Exercise set:
1. Do these statements agree with the patent extract below? (a) The markings on a tape reel, its case or its leader are easy to change. (b) The authentication pattern is meant to sit only at one end of the record. (c) In claim 24, the traverse of the record stops when its authentication pattern matches the pattern card. For each, answer yes or no and quote the words of the extract that decide it.
2. Pick up the patent extract on authenticating tape records at its final words and carry it on.

>> begin Extract

22. The method as in claim 21 including the additional step of
carrying out a predetermined operation on said storage record in
response to the results of said comparison step.
23. The method as in claim 21 including the step of preparing a
master pattern card, from which said pattern card is prepared,
having an identical pattern of spots.
24. The method of claim 21 in which said data record is a long
strip record and is adapted to be traversed in a record handling
means including transducer means to read the digital data on said
record, and including the additional step of
stopping the traverse of said record when in the comparison of the
authentication pattern on said record to said pattern card, said
authentication pattern does not correspond with the pattern on said
pattern card.
Description
PRIOR ART
One of the problems of identification and security in large
computer installations is the identification of a particular
record. For example reels of magnetic tape are generally marked
with a code that might indicate general subject matter as well as
ownership. These markings are generally on the reel, the reel case
and/or on the tape leader. However, these can all be readily
changed by obvious methods. Also, in the matter of security there
is no really satisfactory way of preventing an unauthorized user
from taking a reel of restricted information tape and reading it
off the tape into a computer or transcribing it onto a second
tape.
OBJECTS OF THE INVENTION
The objects of the invention can be expressed as follows:
1. to authenticate the ownership of the information record,
2. to provide an unerasable, machine readable index of identity
and/or ownership that is impossible readily to identify without a
facsimile of the index pattern,
3. to provide a type of pattern that is distributed over an
appreciable length of the record so that it cannot be removed by
excising a terminal portion of the record,
4. to provide an authentication system that can be applied to (a)

>> end Extract
>> begin Provided information

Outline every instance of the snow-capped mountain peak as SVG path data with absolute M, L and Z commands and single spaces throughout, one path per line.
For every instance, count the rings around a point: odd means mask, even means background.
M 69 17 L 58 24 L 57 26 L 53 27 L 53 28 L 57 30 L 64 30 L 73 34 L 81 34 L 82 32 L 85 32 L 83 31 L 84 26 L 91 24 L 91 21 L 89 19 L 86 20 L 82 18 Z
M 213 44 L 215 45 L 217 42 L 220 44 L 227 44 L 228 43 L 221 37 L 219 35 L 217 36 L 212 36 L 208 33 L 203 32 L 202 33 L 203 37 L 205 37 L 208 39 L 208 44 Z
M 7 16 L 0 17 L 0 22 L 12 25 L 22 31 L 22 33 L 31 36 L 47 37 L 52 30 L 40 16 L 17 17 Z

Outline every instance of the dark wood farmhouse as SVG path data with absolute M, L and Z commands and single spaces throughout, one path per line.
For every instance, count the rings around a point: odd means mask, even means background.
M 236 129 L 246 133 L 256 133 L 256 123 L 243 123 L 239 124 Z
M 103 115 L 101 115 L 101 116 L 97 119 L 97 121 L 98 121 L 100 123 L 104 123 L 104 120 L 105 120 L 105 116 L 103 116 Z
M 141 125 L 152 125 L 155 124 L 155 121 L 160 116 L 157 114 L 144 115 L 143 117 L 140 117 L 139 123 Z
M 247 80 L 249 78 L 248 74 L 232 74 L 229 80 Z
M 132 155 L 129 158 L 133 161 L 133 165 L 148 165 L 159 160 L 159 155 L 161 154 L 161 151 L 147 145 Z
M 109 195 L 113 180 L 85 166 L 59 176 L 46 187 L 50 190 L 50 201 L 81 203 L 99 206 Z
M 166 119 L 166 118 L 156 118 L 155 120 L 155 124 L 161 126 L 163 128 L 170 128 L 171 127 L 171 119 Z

>> end Provided information

Answers to the tasks:
1.
(a) Yes: "However, these can all be readily changed by obvious methods."
(b) No: "to provide a type of pattern that is distributed over an appreciable length of the record so that it cannot be removed by excising a terminal portion of the record"
(c) No: "stopping the traverse of said record when in the comparison of the authentication pattern on said record to said pattern card, said authentication pattern does not correspond with the pattern on said pattern card."

2.
magnetic tapes and cards, (b) microfilms and microfiche, and (c)
punched paper tapes and cards, etc,
5. to provide methods and apparatus for controlling the operation
of a data reading machine to prevent or modify its operation if the
pattern of authentication on the medium does not agree with the
pattern of a facsimile card inserted into the machine to read the
authentication,
6. to provide a method of manufacture of the originals and
facsimile card copies of the characteristic authentication patterns
of different owners, and
7. to provide a method of authentication of an extended length
record medium that can be applied throughout the length of the
medium without affecting its use as a data carrying record.
GENERAL DESCRIPTION OF THE INVENTION
The invention will for convenience, be described in a general way
with regard to authenticating a magnetic tape record.
A magnetic tape can be identified as to ownership and to data
content by
a. man readable markings on the reel on which the tape is
wound,
b. man readable markings on the ends of the tape or on the tape
leaders.
Both of these systems can be altered at will by rewinding onto
another reel, or by cutting off the end of the tape or the leader.
The system of this invention is unerasable, can be made to be
unreadable by the naked eye, but easily readable by machine. It can
be applied at the ends and also at precisely determined positions
along the length of the strip or tape.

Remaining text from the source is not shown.